▸ **Directions for this task**
Copy every line of the listing below, keeping each character as it appears.

Collection entries
▬▬▬▬▬▬▬▬▬▬

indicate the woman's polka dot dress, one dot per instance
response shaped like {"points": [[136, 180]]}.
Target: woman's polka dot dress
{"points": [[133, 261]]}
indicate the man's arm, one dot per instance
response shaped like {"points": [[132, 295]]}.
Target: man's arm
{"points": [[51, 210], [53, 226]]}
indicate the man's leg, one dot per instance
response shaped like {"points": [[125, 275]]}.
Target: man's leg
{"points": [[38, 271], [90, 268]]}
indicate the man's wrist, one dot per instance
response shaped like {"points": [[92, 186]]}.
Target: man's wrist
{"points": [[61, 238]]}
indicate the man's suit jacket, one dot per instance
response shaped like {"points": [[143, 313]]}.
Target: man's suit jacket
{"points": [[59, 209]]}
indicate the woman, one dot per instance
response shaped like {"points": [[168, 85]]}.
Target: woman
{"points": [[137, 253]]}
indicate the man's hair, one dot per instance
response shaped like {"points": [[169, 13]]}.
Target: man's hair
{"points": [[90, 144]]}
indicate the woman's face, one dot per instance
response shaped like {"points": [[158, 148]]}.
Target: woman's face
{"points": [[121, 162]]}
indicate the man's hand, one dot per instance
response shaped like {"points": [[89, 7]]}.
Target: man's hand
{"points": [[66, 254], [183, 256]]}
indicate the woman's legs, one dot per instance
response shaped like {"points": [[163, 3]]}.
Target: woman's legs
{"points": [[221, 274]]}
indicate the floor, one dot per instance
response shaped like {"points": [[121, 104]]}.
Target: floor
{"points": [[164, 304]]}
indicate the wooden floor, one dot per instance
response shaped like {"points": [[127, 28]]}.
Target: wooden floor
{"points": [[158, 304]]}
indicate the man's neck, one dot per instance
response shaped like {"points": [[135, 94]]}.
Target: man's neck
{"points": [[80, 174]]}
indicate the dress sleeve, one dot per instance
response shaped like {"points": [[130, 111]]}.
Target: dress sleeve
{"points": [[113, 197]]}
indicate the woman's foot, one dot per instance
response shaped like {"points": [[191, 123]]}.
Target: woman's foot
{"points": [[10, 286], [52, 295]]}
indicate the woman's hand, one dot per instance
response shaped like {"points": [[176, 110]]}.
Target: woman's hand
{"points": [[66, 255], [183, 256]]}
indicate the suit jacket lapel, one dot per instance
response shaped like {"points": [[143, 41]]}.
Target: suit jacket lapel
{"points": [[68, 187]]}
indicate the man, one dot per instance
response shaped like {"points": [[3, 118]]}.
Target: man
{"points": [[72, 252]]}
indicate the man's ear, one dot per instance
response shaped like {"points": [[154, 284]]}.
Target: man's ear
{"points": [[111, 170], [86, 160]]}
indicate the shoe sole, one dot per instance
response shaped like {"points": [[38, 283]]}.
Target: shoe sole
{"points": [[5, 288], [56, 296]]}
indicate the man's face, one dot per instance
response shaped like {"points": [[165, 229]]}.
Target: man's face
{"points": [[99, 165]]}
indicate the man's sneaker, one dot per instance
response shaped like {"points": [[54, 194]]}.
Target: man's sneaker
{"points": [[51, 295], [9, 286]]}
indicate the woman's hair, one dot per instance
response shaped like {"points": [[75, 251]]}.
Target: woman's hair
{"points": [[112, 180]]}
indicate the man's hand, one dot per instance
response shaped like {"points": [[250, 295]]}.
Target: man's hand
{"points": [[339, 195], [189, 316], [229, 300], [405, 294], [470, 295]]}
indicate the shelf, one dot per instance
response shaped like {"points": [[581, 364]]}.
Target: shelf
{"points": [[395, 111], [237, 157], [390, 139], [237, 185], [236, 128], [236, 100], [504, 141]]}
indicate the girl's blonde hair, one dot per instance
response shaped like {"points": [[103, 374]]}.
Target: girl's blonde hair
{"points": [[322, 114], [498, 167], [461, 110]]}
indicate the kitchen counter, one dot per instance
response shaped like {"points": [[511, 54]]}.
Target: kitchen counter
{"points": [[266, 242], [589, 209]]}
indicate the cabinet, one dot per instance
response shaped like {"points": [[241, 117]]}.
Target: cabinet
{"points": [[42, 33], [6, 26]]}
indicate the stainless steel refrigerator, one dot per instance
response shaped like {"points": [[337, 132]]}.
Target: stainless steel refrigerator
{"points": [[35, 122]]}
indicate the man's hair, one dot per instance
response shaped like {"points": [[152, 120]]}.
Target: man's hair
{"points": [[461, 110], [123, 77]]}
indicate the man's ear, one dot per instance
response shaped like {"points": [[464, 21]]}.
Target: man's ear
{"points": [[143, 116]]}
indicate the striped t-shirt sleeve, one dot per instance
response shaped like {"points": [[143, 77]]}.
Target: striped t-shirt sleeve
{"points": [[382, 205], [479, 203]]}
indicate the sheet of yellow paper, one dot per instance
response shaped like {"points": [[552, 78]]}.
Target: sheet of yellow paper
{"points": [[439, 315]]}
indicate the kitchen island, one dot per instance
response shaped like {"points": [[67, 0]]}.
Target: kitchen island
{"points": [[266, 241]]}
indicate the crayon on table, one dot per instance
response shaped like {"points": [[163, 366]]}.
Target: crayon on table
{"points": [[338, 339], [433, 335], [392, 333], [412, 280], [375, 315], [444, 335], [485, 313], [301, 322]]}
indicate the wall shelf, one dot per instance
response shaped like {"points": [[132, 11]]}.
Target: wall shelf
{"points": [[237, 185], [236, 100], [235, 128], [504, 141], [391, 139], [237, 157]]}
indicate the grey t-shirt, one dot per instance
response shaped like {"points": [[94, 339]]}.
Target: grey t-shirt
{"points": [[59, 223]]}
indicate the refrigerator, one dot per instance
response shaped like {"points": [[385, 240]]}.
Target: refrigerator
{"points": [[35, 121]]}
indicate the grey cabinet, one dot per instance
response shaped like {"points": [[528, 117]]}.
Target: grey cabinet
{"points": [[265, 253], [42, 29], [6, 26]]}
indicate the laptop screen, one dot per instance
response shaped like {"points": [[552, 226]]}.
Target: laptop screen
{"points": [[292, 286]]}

▬▬▬▬▬▬▬▬▬▬

▸ **Final result**
indicate the woman's polka dot dress, one dot per instance
response shaped like {"points": [[136, 180]]}.
Target: woman's polka dot dress
{"points": [[133, 261]]}
indicate the man's arm, one dot per instance
response shaped like {"points": [[132, 295]]}.
Target: man's arm
{"points": [[51, 210], [53, 226]]}
indicate the man's leg, one dot per instance
response shaped like {"points": [[125, 275]]}.
Target: man's leg
{"points": [[38, 271], [90, 268]]}
indicate the man's wrist, one dot per instance
response shaped like {"points": [[92, 186]]}.
Target: man's wrist
{"points": [[61, 238]]}
indicate the man's suit jacket, one dot per instance
response shaped like {"points": [[143, 313]]}.
Target: man's suit jacket
{"points": [[59, 209]]}
indicate the woman, one dot per instance
response shaped like {"points": [[168, 85]]}.
Target: woman
{"points": [[137, 253]]}
indicate the man's hair, one dot per instance
response shaped like {"points": [[169, 13]]}.
Target: man's hair
{"points": [[90, 144]]}
indicate the woman's face, one dot per instance
response shaped like {"points": [[158, 148]]}.
Target: woman's face
{"points": [[121, 162]]}
indicate the man's hand, one dot per instance
response shaped like {"points": [[89, 7]]}.
Target: man's hand
{"points": [[66, 254], [183, 256]]}
indicate the woman's legs, one dot per instance
response shaped like {"points": [[163, 3]]}.
Target: woman's legs
{"points": [[221, 274]]}
indicate the floor, one dot per instance
response shaped like {"points": [[121, 104]]}.
Target: floor
{"points": [[164, 304]]}
indicate the wooden floor, one dot per instance
response shaped like {"points": [[127, 28]]}.
Target: wooden floor
{"points": [[158, 304]]}
indicate the man's neck, one dot per instance
response shaped like {"points": [[135, 94]]}.
Target: man's neck
{"points": [[80, 174]]}
indicate the dress sleeve, one dot per instance
response shaped like {"points": [[130, 111]]}.
Target: dress sleeve
{"points": [[113, 197]]}
indicate the woman's foot, one dot per instance
response shaped like {"points": [[191, 123]]}.
Target: woman's foot
{"points": [[10, 286], [52, 295]]}
indicate the woman's hand, one dot per instance
response shaped like {"points": [[176, 110]]}.
Target: woman's hand
{"points": [[66, 255], [183, 256]]}
indicate the suit jacket lapel, one dot per instance
response shaped like {"points": [[143, 41]]}.
Target: suit jacket lapel
{"points": [[68, 187]]}
indicate the man, one dot per instance
response shaped like {"points": [[3, 118]]}.
Target: man
{"points": [[72, 252]]}
indicate the man's ear, one dot per instance
response shaped like {"points": [[154, 284]]}.
Target: man's ear
{"points": [[111, 170], [86, 160]]}
indicate the shoe sole, one dot per instance
response shaped like {"points": [[38, 283]]}.
Target: shoe sole
{"points": [[5, 288], [56, 296]]}
indicate the man's face, one dot per instance
response shaped like {"points": [[165, 229]]}.
Target: man's face
{"points": [[99, 165]]}
indicate the man's sneaker, one dot per instance
response shaped like {"points": [[54, 194]]}.
Target: man's sneaker
{"points": [[51, 295], [9, 286]]}
indicate the woman's hair, one dot per instance
response shaped like {"points": [[75, 251]]}.
Target: woman's hair
{"points": [[112, 180]]}
indicate the man's hand, one dot per instance
response shaped like {"points": [[250, 295]]}.
Target: man's hand
{"points": [[339, 195], [189, 316], [229, 300], [405, 294], [470, 295]]}
indicate the shelf, one dot per instance
response shaped like {"points": [[581, 364]]}.
Target: shelf
{"points": [[395, 111], [237, 157], [390, 139], [237, 185], [236, 128], [236, 100], [504, 141]]}
indicate the girl's blonde hair, one dot per instance
response shaped like {"points": [[103, 374]]}.
Target: girl's blonde hair
{"points": [[322, 114], [498, 167], [461, 110]]}
indicate the kitchen counter, one dot per instance
response shaped like {"points": [[511, 54]]}.
Target: kitchen counter
{"points": [[266, 242], [589, 209]]}
indicate the cabinet, one dot per instance
response shaped like {"points": [[241, 117]]}.
Target: cabinet
{"points": [[42, 33], [6, 26]]}
indicate the stainless steel refrigerator, one dot per instance
response shaped like {"points": [[337, 132]]}.
Target: stainless steel refrigerator
{"points": [[35, 122]]}
indicate the man's hair, one dot per instance
response shaped like {"points": [[152, 120]]}.
Target: man's hair
{"points": [[461, 110], [123, 77]]}
indicate the man's ear, one dot per instance
response shaped like {"points": [[464, 21]]}.
Target: man's ear
{"points": [[143, 116]]}
indicate the striped t-shirt sleeve, one dot per instance
response shaped like {"points": [[143, 77]]}.
Target: striped t-shirt sleeve
{"points": [[382, 205], [479, 203]]}
indicate the sheet of yellow paper, one dot per instance
response shaped like {"points": [[552, 78]]}.
Target: sheet of yellow paper
{"points": [[439, 315]]}
indicate the kitchen island, one dot per instance
response shaped like {"points": [[67, 0]]}.
Target: kitchen island
{"points": [[266, 241]]}
indicate the crayon on table, one dot per instance
response shaped like {"points": [[163, 366]]}.
Target: crayon on table
{"points": [[338, 339], [433, 335], [392, 333], [412, 280], [375, 315], [444, 335], [485, 313], [301, 322]]}
indicate the wall shelf, one dot per instance
response shaped like {"points": [[132, 11]]}.
Target: wall shelf
{"points": [[237, 185], [236, 100], [235, 128], [504, 141], [391, 139], [237, 157]]}
indicate the grey t-shirt, one dot per instance
response shaped like {"points": [[94, 339]]}.
Target: grey t-shirt
{"points": [[59, 223]]}
indicate the refrigerator, one dot per instance
response shaped like {"points": [[385, 240]]}.
Target: refrigerator
{"points": [[35, 121]]}
indicate the grey cabinet, one dot per instance
response shaped like {"points": [[528, 117]]}.
Target: grey cabinet
{"points": [[265, 253], [42, 29], [6, 26]]}
indicate the laptop screen, one dot per instance
response shaped like {"points": [[552, 226]]}.
Target: laptop screen
{"points": [[292, 286]]}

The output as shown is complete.